** START OF Selected excerpt **
Due to technological progress and the internationalisation of trade, the infringement of intellectual property rights (IPR) has become a global phenomenon. European customs cannot act alone in reducing the number of IPR infringing goods arriving at the EU borders. The combined efforts of the customs authorities of all the countries affected by the production, distribution and final marketing of the goods are required. International cooperation is therefore an essential component of the EU's strategy for the effective enforcement of IPR.

The EU Customs Action Plan to Combat Intellectual Property Infringements for the years 2009-2012 aims at a strong international cooperation both bilaterally and in relevant international fora (WTO, World Customs Organisation, etc). The objective is to tackle trade in IPR infringing goods through an overarching approach that includes the organisation of joint initiatives, the exchange of information and the sharing of expertise.
** END OF Selected excerpt **
### Exercise goal
In the passage on customs cooperation against IPR infringement, write out the part that opens with "Due to technological" and closes with "enforcement of IPR.", changing "global phenomenon" to "worldwide problem". The rows after this point are separate material and not part of the passage on customs cooperation against IPR infringement.
** START OF Material **
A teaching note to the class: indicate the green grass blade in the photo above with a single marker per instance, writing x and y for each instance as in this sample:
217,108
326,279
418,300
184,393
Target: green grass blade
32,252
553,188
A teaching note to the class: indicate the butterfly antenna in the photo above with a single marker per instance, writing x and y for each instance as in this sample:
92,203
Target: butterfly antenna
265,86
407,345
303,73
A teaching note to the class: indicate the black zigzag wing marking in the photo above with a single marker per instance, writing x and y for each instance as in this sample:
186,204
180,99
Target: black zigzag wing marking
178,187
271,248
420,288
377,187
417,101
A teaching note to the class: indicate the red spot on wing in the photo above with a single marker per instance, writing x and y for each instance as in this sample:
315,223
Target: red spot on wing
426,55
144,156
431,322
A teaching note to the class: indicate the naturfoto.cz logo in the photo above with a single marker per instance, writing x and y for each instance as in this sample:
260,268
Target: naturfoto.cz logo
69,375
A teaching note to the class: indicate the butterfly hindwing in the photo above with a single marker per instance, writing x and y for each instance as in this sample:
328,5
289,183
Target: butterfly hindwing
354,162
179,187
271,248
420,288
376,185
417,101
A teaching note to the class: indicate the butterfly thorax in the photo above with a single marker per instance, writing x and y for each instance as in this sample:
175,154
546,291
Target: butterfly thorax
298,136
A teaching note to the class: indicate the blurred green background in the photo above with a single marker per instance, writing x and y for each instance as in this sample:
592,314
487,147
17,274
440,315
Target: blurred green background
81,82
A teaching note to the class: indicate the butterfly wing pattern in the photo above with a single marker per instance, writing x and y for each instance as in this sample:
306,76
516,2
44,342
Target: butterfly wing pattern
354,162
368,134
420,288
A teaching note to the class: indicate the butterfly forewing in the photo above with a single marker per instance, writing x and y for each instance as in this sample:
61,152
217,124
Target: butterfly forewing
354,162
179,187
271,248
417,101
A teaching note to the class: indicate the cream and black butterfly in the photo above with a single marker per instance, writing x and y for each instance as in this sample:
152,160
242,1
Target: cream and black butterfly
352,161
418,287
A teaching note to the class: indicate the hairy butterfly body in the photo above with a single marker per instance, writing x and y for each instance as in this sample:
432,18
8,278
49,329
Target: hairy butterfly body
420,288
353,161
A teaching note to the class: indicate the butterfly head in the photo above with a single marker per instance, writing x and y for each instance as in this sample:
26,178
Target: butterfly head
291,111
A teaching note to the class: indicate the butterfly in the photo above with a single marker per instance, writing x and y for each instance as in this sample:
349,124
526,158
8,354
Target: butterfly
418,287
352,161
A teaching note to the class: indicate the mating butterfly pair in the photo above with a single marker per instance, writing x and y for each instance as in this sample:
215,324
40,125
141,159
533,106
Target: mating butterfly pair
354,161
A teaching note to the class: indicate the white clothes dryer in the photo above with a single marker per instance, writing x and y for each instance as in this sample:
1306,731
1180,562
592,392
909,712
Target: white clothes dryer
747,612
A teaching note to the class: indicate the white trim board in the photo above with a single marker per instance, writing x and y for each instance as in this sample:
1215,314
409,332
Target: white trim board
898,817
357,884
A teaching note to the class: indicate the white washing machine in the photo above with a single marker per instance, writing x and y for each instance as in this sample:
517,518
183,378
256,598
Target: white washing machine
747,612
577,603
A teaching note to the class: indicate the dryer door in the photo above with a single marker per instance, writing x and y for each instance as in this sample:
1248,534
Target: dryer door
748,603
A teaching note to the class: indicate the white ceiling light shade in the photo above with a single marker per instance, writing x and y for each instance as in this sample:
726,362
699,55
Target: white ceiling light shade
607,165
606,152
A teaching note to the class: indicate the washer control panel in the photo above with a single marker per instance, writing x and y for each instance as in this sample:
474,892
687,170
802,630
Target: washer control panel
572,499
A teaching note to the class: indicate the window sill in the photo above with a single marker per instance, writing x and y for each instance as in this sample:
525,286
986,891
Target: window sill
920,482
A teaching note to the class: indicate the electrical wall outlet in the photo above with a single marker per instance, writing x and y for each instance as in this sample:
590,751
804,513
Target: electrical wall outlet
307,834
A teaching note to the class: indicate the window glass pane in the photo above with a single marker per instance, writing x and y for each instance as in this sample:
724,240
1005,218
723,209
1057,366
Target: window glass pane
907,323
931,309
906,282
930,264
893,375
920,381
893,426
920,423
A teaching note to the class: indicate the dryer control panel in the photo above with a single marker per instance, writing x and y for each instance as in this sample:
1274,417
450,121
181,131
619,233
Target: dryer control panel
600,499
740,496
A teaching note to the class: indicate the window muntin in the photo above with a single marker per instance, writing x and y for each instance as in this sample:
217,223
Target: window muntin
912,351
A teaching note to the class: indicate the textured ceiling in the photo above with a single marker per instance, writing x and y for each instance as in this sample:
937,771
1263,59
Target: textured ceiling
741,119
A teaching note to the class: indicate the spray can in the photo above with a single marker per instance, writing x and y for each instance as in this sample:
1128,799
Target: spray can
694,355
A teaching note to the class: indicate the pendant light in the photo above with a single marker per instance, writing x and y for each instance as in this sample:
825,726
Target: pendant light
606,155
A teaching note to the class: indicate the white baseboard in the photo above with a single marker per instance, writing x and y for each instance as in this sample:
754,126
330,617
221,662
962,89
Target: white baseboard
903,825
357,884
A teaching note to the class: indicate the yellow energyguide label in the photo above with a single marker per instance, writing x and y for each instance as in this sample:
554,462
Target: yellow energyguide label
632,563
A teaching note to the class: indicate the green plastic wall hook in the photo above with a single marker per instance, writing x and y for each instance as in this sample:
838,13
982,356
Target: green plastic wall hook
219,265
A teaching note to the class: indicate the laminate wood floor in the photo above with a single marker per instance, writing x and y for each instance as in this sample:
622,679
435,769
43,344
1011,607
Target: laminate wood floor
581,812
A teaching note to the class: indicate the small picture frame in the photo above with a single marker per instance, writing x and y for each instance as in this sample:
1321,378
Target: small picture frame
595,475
** END OF Material **
### Result for this task
Due to technological progress and the internationalisation of trade, the infringement of intellectual property rights (IPR) has become a worldwide problem. European customs cannot act alone in reducing the number of IPR infringing goods arriving at the EU borders. The combined efforts of the customs authorities of all the countries affected by the production, distribution and final marketing of the goods are required. International cooperation is therefore an essential component of the EU's strategy for the effective enforcement of IPR.